Secretary-General's Message on the International Day of Biodiversity
The quality of the water we drink, the food we eat and the air we breathe all depend on keeping the natural world in good health.
From individual species through entire ecosystems, biological diversity is vital for human health and well-being. The quality of the water we drink, the food we eat and the air we breathe all depend on keeping the natural world in good health. We need healthy ecosystems to achieve the Sustainable Development Goals and to address climate change: they can provide 37 per cent of the mitigation needed to limit global temperature rise.
Yet the world’s ecosystems face unprecedented threats. An alarming and authoritative new report from the Intergovernmental Science-Policy Platform on Biodiversity and Ecosystem Services reveals that nature is declining at rates never seen before in all of human history. Since 1990, deforestation has caused the loss of more than 290 million hectares of forests that help to absorb harmful carbon dioxide emissions from the atmosphere. One million plant and animal species are at risk of extinction and more than 90 per cent of marine fish stocks are in decline or overfished.
The impacts on people around the world will be grave. Current negative trends in biodiversity and ecosystems are projected to undermine progress towards 80 per cent of the targets for the Sustainable Development Goals. We simply cannot allow this to happen.

## EXERCISES:
(a) According to the biodiversity message, how much forest has deforestation destroyed since 1990?
(b) Carry on the biodiversity message from its last sentence.

Records excerpted from a collection:

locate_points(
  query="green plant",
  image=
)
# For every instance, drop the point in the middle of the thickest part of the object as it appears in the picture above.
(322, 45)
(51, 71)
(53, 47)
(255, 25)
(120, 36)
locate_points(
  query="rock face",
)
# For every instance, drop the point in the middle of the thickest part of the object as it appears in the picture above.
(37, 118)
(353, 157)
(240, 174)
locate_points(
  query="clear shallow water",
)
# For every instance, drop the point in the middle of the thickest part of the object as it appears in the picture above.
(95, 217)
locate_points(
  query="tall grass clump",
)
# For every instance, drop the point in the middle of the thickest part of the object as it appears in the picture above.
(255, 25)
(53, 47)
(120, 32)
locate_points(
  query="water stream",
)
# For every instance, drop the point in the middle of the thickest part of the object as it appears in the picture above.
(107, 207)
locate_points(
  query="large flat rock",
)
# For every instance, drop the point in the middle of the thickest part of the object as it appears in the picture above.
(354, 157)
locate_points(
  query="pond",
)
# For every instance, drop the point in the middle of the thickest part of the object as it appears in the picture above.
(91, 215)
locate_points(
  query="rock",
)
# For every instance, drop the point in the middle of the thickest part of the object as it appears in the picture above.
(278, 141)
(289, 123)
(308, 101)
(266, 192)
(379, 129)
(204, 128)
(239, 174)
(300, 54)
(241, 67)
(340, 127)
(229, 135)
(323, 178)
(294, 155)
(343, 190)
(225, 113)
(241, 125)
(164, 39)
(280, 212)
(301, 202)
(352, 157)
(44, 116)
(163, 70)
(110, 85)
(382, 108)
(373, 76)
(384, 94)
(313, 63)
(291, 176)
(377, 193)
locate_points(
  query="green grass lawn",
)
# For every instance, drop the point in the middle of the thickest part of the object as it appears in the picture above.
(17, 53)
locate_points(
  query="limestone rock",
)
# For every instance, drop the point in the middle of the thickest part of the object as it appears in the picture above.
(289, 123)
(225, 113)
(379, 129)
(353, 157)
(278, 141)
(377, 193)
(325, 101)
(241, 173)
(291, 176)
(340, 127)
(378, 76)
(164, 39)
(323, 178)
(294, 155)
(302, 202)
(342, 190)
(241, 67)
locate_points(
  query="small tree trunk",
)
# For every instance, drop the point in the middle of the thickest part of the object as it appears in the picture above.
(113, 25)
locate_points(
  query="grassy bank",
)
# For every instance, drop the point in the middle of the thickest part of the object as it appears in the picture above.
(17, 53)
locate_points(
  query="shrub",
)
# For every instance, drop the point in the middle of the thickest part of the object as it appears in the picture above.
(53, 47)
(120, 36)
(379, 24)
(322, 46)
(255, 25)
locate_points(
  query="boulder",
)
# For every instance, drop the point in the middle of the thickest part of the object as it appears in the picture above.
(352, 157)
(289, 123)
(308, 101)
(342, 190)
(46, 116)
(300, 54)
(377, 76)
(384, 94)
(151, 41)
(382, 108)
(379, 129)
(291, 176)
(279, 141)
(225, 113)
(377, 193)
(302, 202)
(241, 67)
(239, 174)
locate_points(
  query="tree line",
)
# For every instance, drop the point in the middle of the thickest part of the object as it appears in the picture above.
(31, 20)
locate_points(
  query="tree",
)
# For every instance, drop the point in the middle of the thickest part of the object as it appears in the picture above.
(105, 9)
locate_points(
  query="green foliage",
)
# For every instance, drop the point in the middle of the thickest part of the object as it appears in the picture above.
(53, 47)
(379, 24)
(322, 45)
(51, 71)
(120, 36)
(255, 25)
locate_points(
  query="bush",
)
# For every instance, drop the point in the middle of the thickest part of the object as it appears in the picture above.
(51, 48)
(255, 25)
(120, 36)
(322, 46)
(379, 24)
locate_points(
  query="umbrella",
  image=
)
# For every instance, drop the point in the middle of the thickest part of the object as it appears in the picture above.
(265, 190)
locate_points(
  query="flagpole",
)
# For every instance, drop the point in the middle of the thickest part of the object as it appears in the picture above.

## EXERCISE RESULTS:
(a) More than 290 million hectares.

(b)
This year’s International Day highlights the impact of environmental neglect on food security and public health. The world’s current food system is increasingly broken. Billions of people lack access to proper nutrition. Approximately one-third of what is produced is lost or wasted. The ways in which we grow, process, transport, consume and waste food are leading causes of biodiversity loss, while also contributing to climate change.
We must act quickly to reverse these trends and promote transformative change. Solutions exist. By halting environmentally harmful practices, diversifying our food systems and promoting more sustainable production and consumption patterns, we can improve global health, increase food security and strengthen resilience to climate change.
On this International Day for Biological Diversity, I urge all -- governments, businesses and civil society -- to take urgent action to protect and sustainably manage the fragile and vital web of life on our one and only planet.